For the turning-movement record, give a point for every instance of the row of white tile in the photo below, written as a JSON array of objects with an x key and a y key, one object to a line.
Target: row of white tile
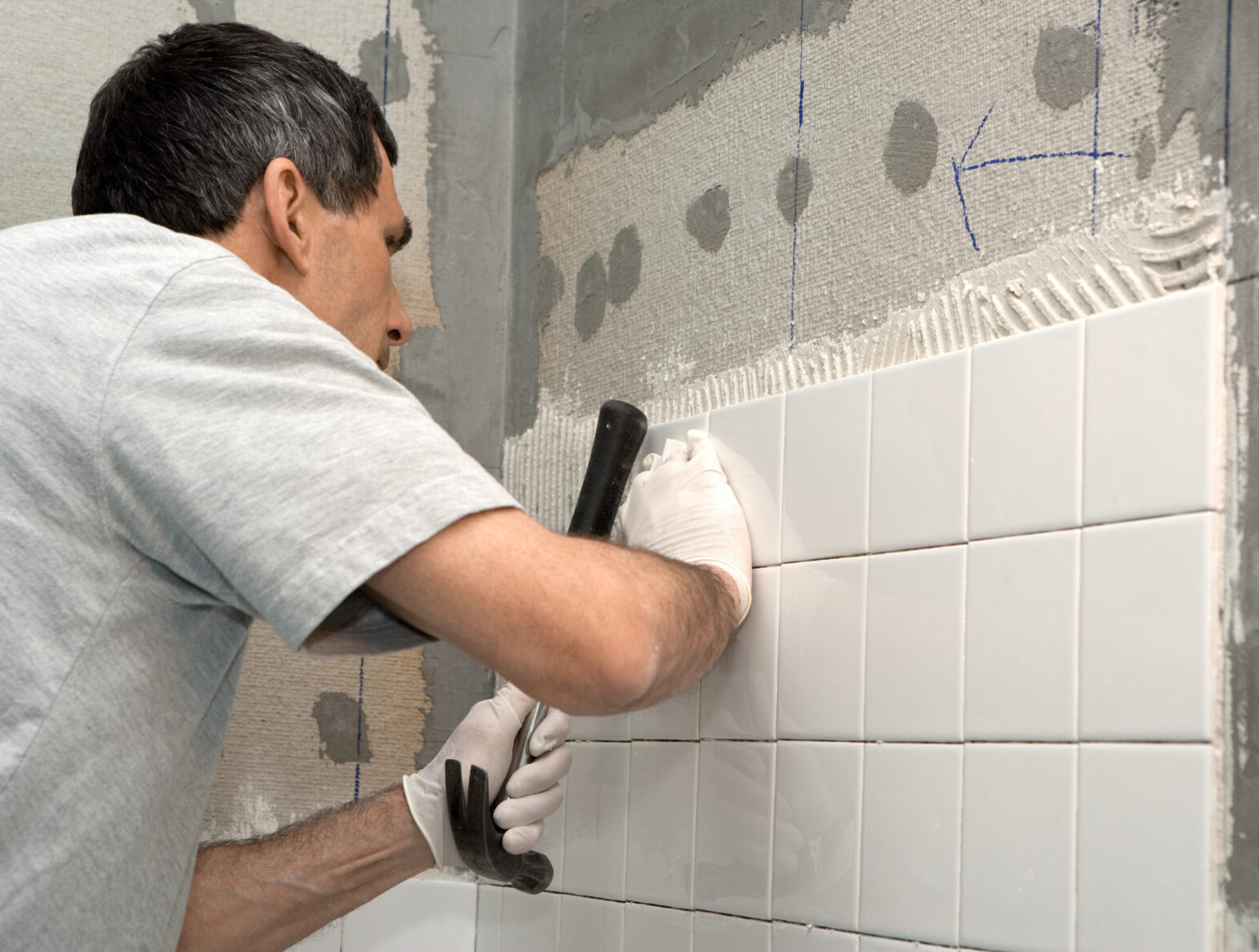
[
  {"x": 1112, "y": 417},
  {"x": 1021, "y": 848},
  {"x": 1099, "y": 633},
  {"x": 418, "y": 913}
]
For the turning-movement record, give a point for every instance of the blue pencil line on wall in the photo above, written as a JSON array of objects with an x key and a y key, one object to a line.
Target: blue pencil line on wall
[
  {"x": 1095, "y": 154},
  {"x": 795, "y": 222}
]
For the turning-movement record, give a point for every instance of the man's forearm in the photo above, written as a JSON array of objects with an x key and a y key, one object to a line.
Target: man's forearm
::::::::
| Task details |
Your task is to list each line of the records with the word "every".

| Answer to this problem |
For the turning-movement record, give a point for every instance of the row of white tile in the photo below, written as a JSON array of objects with an x key and a y key, one object to a line.
For the turning-movement record, give a point for every instance of the blue pencil line on wall in the photo above, written as a JSON array of objects with an x key and a y key, one object to a line.
For the turning-movement record, give a point for every instance of the man's forearm in the photo above, written as a JSON array of objects with an x key and a y key, one object to a line.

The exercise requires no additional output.